Reproduce the records below, substituting "small mark" for every "single dot" and changing nothing else.

■ Data records
*-*-*

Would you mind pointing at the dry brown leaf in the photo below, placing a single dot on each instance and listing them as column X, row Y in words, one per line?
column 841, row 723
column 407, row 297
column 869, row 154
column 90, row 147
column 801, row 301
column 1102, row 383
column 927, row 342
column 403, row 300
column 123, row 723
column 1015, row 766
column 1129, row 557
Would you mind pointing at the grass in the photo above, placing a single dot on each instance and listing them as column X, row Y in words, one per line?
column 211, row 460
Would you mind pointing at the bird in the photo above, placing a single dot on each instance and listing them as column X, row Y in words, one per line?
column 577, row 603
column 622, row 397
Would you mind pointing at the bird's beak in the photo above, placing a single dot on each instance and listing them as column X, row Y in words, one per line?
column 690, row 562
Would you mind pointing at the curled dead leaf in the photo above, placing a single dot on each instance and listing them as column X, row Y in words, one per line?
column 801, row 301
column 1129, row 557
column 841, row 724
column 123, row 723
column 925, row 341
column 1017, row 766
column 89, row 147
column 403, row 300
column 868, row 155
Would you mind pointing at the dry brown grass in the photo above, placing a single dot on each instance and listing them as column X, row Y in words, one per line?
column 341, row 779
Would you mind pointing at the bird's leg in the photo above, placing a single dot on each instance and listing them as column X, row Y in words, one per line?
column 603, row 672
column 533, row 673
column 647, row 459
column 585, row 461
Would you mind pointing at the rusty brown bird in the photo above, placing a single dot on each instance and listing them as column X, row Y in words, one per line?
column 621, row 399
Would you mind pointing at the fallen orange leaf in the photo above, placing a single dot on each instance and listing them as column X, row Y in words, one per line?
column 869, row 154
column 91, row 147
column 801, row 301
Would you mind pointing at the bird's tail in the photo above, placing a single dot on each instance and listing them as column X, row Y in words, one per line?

*-*-*

■ Solved exercise
Would you mind pointing at the dry brown leaf in the photo below, placing a small mark on each instance and listing them as column X, row Y in words, one per line?
column 841, row 723
column 407, row 297
column 869, row 154
column 90, row 147
column 801, row 301
column 1102, row 383
column 927, row 342
column 403, row 300
column 123, row 723
column 1015, row 766
column 1129, row 557
Would you mind pointing at the grass in the photo above, placing a small mark on each instance and listing them as column X, row Y in words, one per line?
column 211, row 460
Would you mind pointing at the bird in the photo above, placing a small mark on each instance and listing them as column X, row Y in words, one per line?
column 577, row 603
column 622, row 397
Would you mind pointing at the bird's beak in the photo above, placing a small mark on each instance and listing them as column X, row Y in words, one per line?
column 690, row 562
Would you mind pointing at the curled dead leaf in the photo above, placing a small mark on each instance and listing them as column X, row Y in words, one per line?
column 801, row 301
column 1129, row 557
column 841, row 724
column 123, row 723
column 925, row 341
column 1017, row 766
column 89, row 147
column 403, row 300
column 868, row 155
Would you mind pointing at the dry brown grass in the photo above, placing a small mark on each instance and listing them as column X, row Y in words, one per line?
column 341, row 779
Would you mind pointing at the bird's leg in the photo above, placing a small mark on each instance and listing them as column X, row Y in words, one per line?
column 603, row 672
column 533, row 673
column 647, row 459
column 585, row 461
Would you mind pointing at the rusty brown bird in the photo above, placing a small mark on each instance and listing them as column X, row Y in words, one per line?
column 621, row 399
Would you mind pointing at the fallen orange leaf in the photo above, placing a small mark on each instance and listing them as column X, row Y in words, one per line?
column 869, row 154
column 91, row 147
column 801, row 301
Would you mind pointing at the bird's tail in the photo above, placing a small mark on each instance and listing them as column X, row Y in words, one per line?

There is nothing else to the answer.